> _Work request_
According to the column about graphic novels on best-of-the-year lists, which book won the inaugural Kirkus Prize for Nonfiction?
Extract provided: Begin
[Editor’s note: Each Sunday, Robot 6 contributors discuss the best in comics from the last seven days — from news and announcements to a great comic that came out to something cool creators or fans have done.]
Two sure signs the year is drawing to an end: It’s snowing in Massachusetts and the Best of the Year lists are starting to appear. Publishers Weekly released theirs yesterday, and there’s something interesting about it: Although there is a separate category for comics, several graphic novels are nominated in other categories as well.
This is by no means unprecedented—after all, Maus, one of the first graphic novels, won a Pulitzer Prize—but we seem to be seeing more of it. Roz Chast’s Can’t We Talk About Something More Pleasant? won the inaugural Kirkus Prize for Nonfiction. This is a prize with only three categories, yet two graphic novels made the final round (the other was Cece Bell’s El Deafo, which was a finalist in the Young Readers category). Gene Yang was a speaker at the National Book Festival gala in September, giving him a prominent platform to speak to general readers who might pick up a graphic novel, as opposed to die-hard fans of the medium, and it’s become more and more common for graphic novels to make the shortlists for general book awards.
Chast’s book makes PW’s Best Comics list, which is not surprising. I just read it yesterday and it’s really, really good. The rest of the list is pretty respectable too, four books that all fall into what I think of as the Serious Indy category: Farel Dalrymple’s The Wrenchies, Eleanor Davis’s How to Be Happy, Jaime Hernandez’s The Love Bunglers, and Fabien Vehlmann and Kerascoët’s Beautiful Darkness. That’s a pretty solid list, although one wonders why they couldn’t have come up with more than five titles, when some of the other categories have more than ten. It’s been a pretty good year for graphic novels.
Anyway, here’s the thing: El Deafo makes the Middle Grade list and both Emily Carroll’s Through the Woods and Jillian and Mariko Tamaki’s This One Summer are included on the Young Adult list. Looking at these lists, it’s clear that they were intended to cross genres—they include works from the other categories, such as poetry—but it’s still pretty cool that each one includes at least one graphic novel.
As both Chast’s book and El Deafo illustrate, a good story has a lot of crossover potential. Marketing graphic novels to the general public has been something of a challenge, but this sort of visibility makes it easier—once one is out there, more will follow.
Extract provided: End
Provided material: Begin
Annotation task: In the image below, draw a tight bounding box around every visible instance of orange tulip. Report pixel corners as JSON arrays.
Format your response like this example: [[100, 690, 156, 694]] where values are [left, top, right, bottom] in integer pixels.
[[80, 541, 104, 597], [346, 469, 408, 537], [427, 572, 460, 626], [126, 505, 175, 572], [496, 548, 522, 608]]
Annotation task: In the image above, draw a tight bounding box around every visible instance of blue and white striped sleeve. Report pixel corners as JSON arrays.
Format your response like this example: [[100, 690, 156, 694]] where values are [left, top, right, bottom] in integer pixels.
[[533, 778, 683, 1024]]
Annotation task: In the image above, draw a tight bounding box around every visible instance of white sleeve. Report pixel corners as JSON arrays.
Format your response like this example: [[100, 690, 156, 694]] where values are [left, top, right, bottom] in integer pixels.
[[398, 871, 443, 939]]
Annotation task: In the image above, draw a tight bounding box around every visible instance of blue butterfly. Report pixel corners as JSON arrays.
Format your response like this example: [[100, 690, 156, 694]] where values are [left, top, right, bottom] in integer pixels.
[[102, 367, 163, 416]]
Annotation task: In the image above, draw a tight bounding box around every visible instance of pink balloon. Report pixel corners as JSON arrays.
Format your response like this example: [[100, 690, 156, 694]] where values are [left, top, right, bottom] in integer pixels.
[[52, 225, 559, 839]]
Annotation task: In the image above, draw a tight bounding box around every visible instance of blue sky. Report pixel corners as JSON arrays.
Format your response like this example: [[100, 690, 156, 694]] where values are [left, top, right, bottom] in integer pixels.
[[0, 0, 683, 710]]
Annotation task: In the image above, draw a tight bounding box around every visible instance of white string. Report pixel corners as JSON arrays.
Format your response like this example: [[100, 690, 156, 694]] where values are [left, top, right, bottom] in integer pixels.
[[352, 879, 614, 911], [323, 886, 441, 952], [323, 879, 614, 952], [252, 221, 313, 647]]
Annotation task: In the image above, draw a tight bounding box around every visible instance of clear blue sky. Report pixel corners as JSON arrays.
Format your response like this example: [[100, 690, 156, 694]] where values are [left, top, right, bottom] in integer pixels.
Provided material: End
> _Answer section_
Roz Chast's Can't We Talk About Something More Pleasant?